▶ Task brief: Reproduce every line of the records below, requests included, offsetting each polygon coordinate in the answers by -114. Leave the requests and their format samples unchanged.

■ ■ ■ ■

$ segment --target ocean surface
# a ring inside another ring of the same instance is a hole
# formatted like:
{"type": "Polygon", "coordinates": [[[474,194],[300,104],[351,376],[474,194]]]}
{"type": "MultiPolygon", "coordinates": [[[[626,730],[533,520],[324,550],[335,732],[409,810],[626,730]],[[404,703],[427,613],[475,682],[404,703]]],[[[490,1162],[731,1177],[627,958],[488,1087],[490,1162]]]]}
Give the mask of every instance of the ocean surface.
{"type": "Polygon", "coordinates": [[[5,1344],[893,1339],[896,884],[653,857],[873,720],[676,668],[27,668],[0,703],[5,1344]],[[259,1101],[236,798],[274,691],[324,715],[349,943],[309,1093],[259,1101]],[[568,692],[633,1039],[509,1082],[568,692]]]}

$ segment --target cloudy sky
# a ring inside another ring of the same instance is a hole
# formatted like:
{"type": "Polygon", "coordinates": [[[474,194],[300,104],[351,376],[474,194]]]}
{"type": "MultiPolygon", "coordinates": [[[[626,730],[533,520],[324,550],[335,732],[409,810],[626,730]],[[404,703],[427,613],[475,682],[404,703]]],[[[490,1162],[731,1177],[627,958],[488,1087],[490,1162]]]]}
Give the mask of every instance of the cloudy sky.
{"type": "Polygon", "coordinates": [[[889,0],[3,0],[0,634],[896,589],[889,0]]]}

■ ■ ■ ■

▶ Correct result:
$ segment --target ocean surface
# a ring inside another ring of the same instance is a hole
# formatted like:
{"type": "Polygon", "coordinates": [[[474,194],[300,104],[351,376],[474,194]]]}
{"type": "MultiPolygon", "coordinates": [[[[626,730],[533,520],[324,550],[335,732],[409,810],[626,730]],[[404,703],[427,613],[475,682],[404,703]]],[[[490,1162],[731,1177],[627,958],[488,1087],[490,1162]]]]}
Give the mask of every instance of the ocean surface.
{"type": "Polygon", "coordinates": [[[-109,1230],[779,1225],[782,770],[539,743],[759,606],[562,554],[-87,554],[-114,589],[-109,1230]],[[145,987],[122,684],[160,577],[210,601],[235,829],[195,979],[145,987]],[[454,578],[519,925],[395,968],[454,578]]]}

$ segment --target cloudy sky
# a ring inside another ring of the same instance is a hole
# formatted like:
{"type": "Polygon", "coordinates": [[[474,194],[300,104],[351,376],[474,194]]]}
{"type": "MultiPolygon", "coordinates": [[[[626,730],[533,520],[324,550],[335,732],[409,810],[626,730]],[[404,703],[427,613],[475,682],[404,703]]],[[[490,1162],[731,1177],[627,958],[488,1087],[490,1162]]]]}
Give the mask of every instance of the cloudy sky.
{"type": "Polygon", "coordinates": [[[775,-114],[-111,-114],[-114,520],[782,475],[775,-114]]]}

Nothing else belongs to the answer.